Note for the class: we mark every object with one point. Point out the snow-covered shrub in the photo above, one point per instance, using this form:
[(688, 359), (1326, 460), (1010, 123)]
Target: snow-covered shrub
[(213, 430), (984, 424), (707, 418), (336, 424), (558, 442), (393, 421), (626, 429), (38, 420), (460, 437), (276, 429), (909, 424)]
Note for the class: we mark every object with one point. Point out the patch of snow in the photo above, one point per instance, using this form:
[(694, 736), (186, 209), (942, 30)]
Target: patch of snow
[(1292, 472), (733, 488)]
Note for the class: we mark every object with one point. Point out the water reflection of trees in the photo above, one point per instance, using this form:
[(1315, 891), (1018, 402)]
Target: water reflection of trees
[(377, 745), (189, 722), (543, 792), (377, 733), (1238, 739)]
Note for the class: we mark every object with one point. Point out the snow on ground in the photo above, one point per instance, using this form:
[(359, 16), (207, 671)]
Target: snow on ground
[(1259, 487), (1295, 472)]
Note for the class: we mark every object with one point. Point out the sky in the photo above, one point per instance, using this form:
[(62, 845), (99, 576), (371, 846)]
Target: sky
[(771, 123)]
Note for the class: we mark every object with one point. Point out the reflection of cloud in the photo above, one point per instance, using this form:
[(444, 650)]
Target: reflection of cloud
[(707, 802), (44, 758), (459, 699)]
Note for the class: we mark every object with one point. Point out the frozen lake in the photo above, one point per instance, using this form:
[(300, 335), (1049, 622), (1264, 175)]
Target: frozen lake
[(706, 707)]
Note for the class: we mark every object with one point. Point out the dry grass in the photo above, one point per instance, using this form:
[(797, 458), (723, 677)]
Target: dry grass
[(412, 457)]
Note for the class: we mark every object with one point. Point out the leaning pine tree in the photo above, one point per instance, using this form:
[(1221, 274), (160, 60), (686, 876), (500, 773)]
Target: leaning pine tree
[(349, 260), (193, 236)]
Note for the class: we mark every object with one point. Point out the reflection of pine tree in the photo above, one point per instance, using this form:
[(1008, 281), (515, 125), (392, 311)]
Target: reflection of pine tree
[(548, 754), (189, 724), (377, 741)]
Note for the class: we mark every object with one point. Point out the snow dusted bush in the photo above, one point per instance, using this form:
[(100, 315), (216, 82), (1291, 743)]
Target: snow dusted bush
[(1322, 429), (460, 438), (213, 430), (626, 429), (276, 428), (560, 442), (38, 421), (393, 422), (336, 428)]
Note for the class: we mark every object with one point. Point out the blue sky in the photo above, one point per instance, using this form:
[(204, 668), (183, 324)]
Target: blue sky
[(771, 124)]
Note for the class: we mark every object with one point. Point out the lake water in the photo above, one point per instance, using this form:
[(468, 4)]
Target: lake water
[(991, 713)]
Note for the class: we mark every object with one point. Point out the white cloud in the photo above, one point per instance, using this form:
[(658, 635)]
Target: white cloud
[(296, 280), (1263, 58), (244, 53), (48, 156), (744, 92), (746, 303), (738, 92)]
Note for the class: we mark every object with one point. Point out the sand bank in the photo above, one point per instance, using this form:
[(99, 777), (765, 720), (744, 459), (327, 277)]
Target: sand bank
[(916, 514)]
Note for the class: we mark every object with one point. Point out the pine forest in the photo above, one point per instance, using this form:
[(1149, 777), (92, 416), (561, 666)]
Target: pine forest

————

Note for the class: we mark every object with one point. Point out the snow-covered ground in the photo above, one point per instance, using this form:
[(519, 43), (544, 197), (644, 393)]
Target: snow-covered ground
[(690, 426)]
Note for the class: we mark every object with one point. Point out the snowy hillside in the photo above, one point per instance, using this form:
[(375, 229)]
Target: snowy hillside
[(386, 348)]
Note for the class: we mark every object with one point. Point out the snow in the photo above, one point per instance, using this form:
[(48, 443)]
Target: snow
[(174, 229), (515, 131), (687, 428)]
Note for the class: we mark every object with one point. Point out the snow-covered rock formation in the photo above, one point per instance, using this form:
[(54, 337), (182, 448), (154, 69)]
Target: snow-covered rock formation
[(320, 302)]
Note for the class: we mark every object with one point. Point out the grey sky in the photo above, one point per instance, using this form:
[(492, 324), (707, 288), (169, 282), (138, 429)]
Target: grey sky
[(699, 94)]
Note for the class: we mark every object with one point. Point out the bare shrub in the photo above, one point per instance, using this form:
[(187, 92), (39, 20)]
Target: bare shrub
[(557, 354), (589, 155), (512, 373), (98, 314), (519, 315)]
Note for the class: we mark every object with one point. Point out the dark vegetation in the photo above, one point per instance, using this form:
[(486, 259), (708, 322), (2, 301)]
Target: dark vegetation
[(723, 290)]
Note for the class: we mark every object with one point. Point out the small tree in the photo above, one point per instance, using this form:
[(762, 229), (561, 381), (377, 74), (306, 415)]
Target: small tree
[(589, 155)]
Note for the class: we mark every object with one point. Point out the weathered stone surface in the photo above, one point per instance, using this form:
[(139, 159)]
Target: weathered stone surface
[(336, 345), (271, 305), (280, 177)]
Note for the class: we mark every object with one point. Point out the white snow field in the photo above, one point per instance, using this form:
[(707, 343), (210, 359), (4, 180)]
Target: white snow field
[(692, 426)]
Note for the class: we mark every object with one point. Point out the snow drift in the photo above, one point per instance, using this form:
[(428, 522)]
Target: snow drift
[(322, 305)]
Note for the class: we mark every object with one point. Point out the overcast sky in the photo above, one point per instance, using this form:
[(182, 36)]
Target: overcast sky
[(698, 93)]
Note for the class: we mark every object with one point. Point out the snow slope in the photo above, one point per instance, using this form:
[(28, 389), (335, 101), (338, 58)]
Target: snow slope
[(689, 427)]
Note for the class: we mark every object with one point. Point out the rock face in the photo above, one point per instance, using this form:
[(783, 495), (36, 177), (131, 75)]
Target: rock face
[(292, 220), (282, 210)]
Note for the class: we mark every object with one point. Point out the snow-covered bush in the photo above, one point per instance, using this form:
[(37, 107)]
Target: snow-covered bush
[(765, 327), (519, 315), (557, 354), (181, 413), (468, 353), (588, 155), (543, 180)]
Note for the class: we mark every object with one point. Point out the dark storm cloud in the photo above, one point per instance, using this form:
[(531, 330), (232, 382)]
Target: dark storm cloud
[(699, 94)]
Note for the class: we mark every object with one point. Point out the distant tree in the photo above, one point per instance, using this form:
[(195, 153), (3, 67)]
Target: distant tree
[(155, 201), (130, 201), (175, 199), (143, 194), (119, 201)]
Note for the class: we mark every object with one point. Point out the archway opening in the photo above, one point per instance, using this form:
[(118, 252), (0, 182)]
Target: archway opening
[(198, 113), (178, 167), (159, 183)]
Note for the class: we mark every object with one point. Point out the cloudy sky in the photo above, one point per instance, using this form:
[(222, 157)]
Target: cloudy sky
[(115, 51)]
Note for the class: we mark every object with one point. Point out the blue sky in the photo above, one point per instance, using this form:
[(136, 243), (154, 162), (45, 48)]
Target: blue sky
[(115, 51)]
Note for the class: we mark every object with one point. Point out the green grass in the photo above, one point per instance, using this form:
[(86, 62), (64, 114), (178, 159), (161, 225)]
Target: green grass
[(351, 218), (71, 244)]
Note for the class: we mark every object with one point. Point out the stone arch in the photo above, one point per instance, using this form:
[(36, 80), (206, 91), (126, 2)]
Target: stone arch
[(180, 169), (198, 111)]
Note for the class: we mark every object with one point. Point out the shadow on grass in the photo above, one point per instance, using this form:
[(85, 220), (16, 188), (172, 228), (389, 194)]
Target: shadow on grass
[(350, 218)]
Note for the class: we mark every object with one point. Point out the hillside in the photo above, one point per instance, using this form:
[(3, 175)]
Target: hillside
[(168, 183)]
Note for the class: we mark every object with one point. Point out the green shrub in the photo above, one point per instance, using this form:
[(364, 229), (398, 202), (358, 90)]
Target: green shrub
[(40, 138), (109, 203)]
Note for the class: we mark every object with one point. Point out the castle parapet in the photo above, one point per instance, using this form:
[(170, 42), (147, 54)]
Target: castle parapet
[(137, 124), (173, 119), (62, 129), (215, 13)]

————

- **What is required**:
Which lines in the records above contain the word "ground"? Locate each one and copy it out in full.

- **Response**:
Note for the class: we mark every object with one point. Point out the snow on ground in the photo above, one point per instance, using this form:
Target: snow on ground
Note for the class: we mark every object with one point. Point out the snow-covered ground in the photo above, one point per instance, using this form:
Target: snow-covered ground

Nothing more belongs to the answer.